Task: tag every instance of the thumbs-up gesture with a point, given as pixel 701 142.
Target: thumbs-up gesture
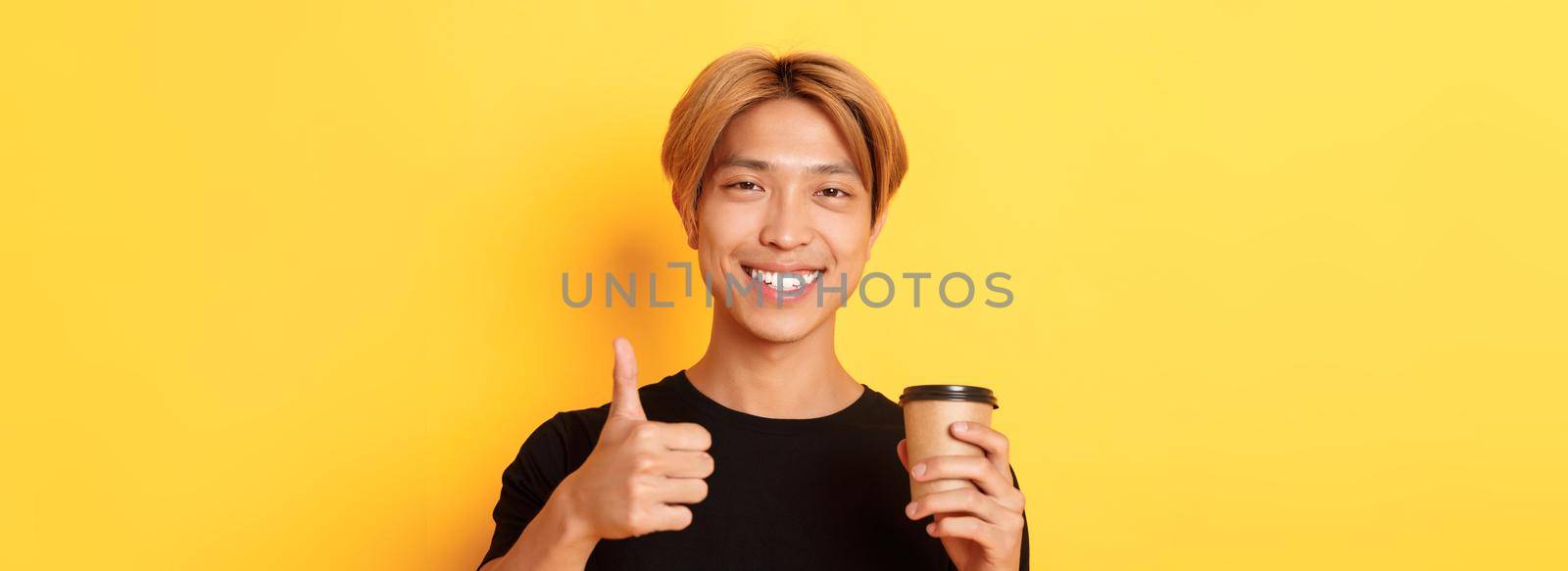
pixel 642 472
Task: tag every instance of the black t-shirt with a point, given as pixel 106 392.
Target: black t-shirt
pixel 822 493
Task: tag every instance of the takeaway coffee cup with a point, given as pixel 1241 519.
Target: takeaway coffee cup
pixel 929 413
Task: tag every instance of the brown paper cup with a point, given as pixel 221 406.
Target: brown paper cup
pixel 929 413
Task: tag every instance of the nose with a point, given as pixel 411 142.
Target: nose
pixel 788 224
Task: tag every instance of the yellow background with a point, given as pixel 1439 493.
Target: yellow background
pixel 281 279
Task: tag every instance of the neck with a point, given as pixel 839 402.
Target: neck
pixel 778 380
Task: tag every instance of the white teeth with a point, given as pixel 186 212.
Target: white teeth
pixel 784 281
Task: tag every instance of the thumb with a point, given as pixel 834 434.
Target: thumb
pixel 624 401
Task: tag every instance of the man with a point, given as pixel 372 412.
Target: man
pixel 765 453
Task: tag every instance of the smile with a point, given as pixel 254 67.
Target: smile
pixel 784 281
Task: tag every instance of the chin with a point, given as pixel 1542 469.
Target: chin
pixel 778 328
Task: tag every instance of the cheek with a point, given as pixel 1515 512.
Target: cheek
pixel 847 237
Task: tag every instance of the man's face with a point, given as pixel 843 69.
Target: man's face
pixel 783 213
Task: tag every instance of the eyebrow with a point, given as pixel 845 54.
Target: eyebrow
pixel 762 165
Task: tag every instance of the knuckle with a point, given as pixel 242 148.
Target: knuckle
pixel 972 496
pixel 643 463
pixel 682 516
pixel 645 432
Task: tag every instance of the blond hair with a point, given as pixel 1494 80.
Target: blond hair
pixel 747 77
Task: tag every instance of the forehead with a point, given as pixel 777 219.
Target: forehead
pixel 789 132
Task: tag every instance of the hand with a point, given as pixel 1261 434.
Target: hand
pixel 640 472
pixel 982 529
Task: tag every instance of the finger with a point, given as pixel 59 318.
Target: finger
pixel 966 500
pixel 624 401
pixel 687 464
pixel 682 437
pixel 976 469
pixel 679 490
pixel 668 518
pixel 988 440
pixel 974 529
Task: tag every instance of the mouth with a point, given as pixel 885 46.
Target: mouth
pixel 784 279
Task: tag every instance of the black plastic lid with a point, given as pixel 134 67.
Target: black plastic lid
pixel 963 393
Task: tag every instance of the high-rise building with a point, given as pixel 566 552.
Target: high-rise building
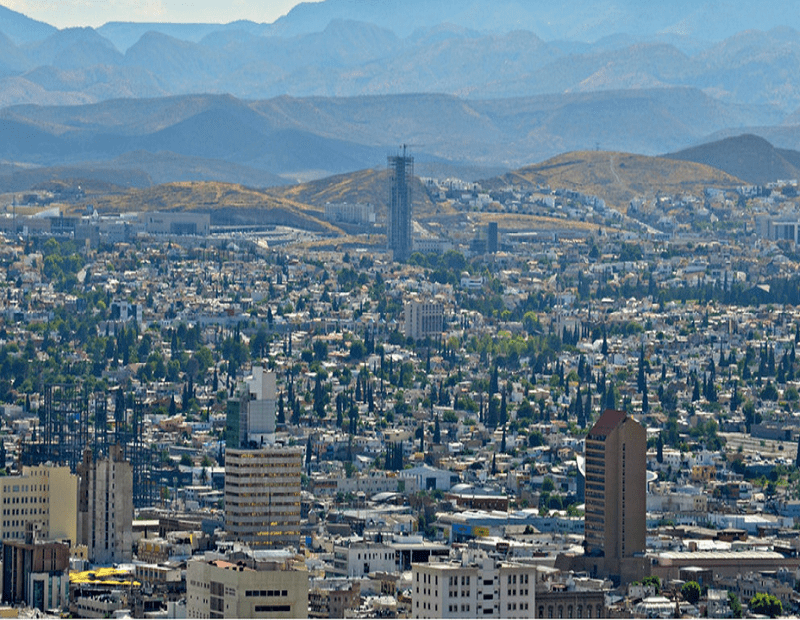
pixel 492 242
pixel 105 507
pixel 615 517
pixel 262 495
pixel 251 417
pixel 247 584
pixel 399 235
pixel 45 495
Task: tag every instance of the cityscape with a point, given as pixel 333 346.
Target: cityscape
pixel 433 388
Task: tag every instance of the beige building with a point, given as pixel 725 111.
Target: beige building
pixel 615 518
pixel 476 587
pixel 247 585
pixel 44 494
pixel 105 507
pixel 423 319
pixel 262 495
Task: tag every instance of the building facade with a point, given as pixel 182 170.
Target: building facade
pixel 36 573
pixel 615 518
pixel 423 319
pixel 476 587
pixel 399 234
pixel 262 495
pixel 247 585
pixel 105 507
pixel 44 495
pixel 250 419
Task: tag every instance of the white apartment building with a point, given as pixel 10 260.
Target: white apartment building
pixel 359 559
pixel 262 495
pixel 476 587
pixel 423 319
pixel 105 507
pixel 44 494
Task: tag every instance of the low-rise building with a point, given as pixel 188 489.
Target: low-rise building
pixel 477 586
pixel 247 584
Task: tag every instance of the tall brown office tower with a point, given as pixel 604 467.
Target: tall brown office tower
pixel 615 521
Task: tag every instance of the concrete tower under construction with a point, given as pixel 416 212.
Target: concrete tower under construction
pixel 399 233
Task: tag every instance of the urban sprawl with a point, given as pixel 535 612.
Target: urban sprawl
pixel 596 418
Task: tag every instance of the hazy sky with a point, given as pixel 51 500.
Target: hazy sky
pixel 66 13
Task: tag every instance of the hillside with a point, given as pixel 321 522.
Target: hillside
pixel 372 186
pixel 616 177
pixel 254 142
pixel 748 157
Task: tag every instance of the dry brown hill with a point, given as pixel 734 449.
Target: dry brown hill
pixel 372 186
pixel 228 205
pixel 617 177
pixel 747 156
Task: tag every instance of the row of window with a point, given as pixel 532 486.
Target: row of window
pixel 273 608
pixel 464 580
pixel 512 579
pixel 266 593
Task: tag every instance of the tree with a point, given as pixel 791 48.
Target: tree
pixel 766 605
pixel 653 580
pixel 691 592
pixel 735 605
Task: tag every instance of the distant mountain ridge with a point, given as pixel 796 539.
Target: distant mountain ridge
pixel 747 157
pixel 475 49
pixel 313 137
pixel 334 86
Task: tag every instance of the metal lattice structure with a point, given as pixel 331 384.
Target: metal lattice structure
pixel 73 419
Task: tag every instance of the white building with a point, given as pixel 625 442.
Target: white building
pixel 105 507
pixel 358 559
pixel 476 587
pixel 423 319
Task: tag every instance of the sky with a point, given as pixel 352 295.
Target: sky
pixel 68 13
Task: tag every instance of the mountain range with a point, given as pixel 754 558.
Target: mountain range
pixel 475 88
pixel 476 50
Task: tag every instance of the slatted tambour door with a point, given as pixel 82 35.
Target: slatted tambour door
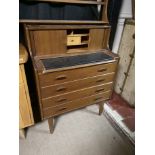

**Exercise instructions**
Please pick out and copy every line of the records above that contains the string "neck". Case counts.

**Response to the task**
Task: tag every instance of the neck with a point, given as pixel 839 402.
Target: neck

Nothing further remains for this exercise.